Notice: Seventh Circuit Rule 53(b)(2) States Unpublished Orders Shall Not Be Cited or Used As Precedent Except to Support a Claim of Res Judicata, Collateral Estoppel or Law of the Case in Any Federal Court Within the Circuit.united States of America, Plaintiff-appellee, v. Ronald Levy, Defendant-appellant, 65 F.3d 170 (7th Cir. 1995)

Annotate this Case
US Court of Appeals for the Seventh Circuit - 65 F.3d 170 (7th Cir. 1995) Submitted Aug. 24, 1995. *Decided Aug. 30, 1995

Before BAUER, EASTERBROOK and MANION, Circuit Judges.


Defendant-appellant Richard Levy was convicted of being a felon in possession of a firearm, 18 U.S.C. § 922(g) (1), and sentenced to seventy-two months of imprisonment followed by a three year term of supervised release. Levy appeals his sentence, arguing that the district court erred in denying the government's motion for a downward departure, U.S.S.G. Sec. 5K1.1. We dismiss the appeal for lack of jurisdiction.

Levy was convicted of possessing a firearm after having been convicted of a crime punishable by imprisonment for a term exceeding one year, in violation of 18 U.S.C. § 922(g) (1). At sentencing, the district court determined the defendant's offense level to be twenty and his criminal history category to be V, resulting in a guideline range of 63 to 78 months. (Sent. tr. at 4). The government moved the court to depart downward pursuant to U.S.S.G. Sec. 5K1.1 based upon Levy's substantial cooperation in a murder trial. (Id. at 7-8). The court declined to do so, noting that the defendant had a previous state conviction for the identical offense (possession of a firearm by a felon) which under United States v. Schmude, 901 F.2d 555, 559 (7th Cir. 1990) could form the basis for an upward departure. (Id. at 11). Instead, the court imposed a sentence within the guideline range.

"Where the district court's decision [not to depart] is based on the exercise of judicial discretion, a decision by the court not to depart downward from the guidelines is not a basis for review by this court." United States v. Allender, No. 94-3200, slip op. at 15 (7th Cir. August 4, 1995). Nor, absent an error of law or a misapplication of the guidelines, may we review a sentence within the appropriate guideline range. United States v. Solis, 923 F.2d 548, 551 (7th Cir. 1991).

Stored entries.
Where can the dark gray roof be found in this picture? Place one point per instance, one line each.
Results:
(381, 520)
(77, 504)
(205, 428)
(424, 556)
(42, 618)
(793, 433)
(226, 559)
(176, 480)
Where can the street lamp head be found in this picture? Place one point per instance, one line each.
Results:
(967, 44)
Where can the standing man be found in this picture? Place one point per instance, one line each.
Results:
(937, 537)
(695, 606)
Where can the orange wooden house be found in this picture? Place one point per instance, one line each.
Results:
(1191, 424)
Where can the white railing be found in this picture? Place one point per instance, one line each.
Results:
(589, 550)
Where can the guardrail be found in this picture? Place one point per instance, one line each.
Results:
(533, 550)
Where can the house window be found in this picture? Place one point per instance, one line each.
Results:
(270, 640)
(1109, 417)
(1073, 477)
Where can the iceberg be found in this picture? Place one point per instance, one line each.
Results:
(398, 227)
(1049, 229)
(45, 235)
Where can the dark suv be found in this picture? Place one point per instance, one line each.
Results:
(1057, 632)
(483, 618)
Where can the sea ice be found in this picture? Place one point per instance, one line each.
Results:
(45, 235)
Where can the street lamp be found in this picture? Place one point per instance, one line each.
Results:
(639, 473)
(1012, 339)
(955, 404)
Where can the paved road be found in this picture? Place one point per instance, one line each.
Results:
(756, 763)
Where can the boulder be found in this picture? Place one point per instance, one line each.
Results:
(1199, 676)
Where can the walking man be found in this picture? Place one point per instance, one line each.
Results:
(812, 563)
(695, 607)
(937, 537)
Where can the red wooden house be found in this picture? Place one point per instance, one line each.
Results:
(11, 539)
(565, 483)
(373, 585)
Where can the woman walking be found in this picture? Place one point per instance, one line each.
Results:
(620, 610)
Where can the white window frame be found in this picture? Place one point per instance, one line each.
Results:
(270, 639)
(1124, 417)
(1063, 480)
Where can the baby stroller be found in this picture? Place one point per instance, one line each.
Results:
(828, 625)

Given task A.
Please say whether each statement agrees with the sentencing appeal opinion, answering yes or no and quoting the deciding words: (i) the district court arrived at a guideline range of 63 to 78 months; (ii) the district court granted the government's motion for a downward departure; (iii) the court of appeals affirmed the sentence.
Given task B.
Carry on the sentencing appeal opinion from the point where it stops.
The records stand apart from the sentencing appeal opinion and are separate material.

Response A.
(i) Yes: "resulting in a guideline range of 63 to 78 months."
(ii) No: "The court declined to do so."
(iii) No: "We dismiss the appeal for lack of jurisdiction."

Response B.
To clear this jurisdictional hurdle, Levy argues that the court misapplied the guidelines in determining that an upward departure could be warranted because Levy had previously committed the same offense. Levy invites us to reconsider our decision in United States v. Schmude, 901 F.2d 555 (7th Cir. 1990). We respectfully decline.

In Schmude, we held that " [I]f a defendant has been convicted of the same offense more than once, he has demonstrated the need for greater sanctions to deter him from committing that same crime again--greater sanctions than might be required for a defendant who has never been convicted of a similar offense" and upheld a reasonable upward departure based upon the similarity of the defendant's convictions. 901 F.2d at 559; see also United States v. Panadero, 7 F.3d 691, 697 (7th Cir. 1993). Because "the Guidelines treat all prior convictions equally, whether or not they are similar to the offense for which a defendant is sentenced", a criminal history category may be inadequate where a defendant has committed the same offense more than once and justify an upward departure. Schmude, 901 F.2d at 559, see U.S.S.G. Sec. 4A1.3 (permitting Court to depart where criminal history inadequately reflects defendant's past criminal conduct or likelihood that defendant will commit a crime again.).

In this case, the court correctly noted that Schmude could justify an upward departure and appropriately factored Levy's recidivist history into its decision denying the government's motion for a downward departure. The record in this case reveals that the Court was well aware of its authority and discretion to depart but simply concluded that despite Levy's cooperation, a departure was not appropriate. We therefore lack jurisdiction to review the district court's decision not to depart and dismiss this matter for lack of jurisdiction.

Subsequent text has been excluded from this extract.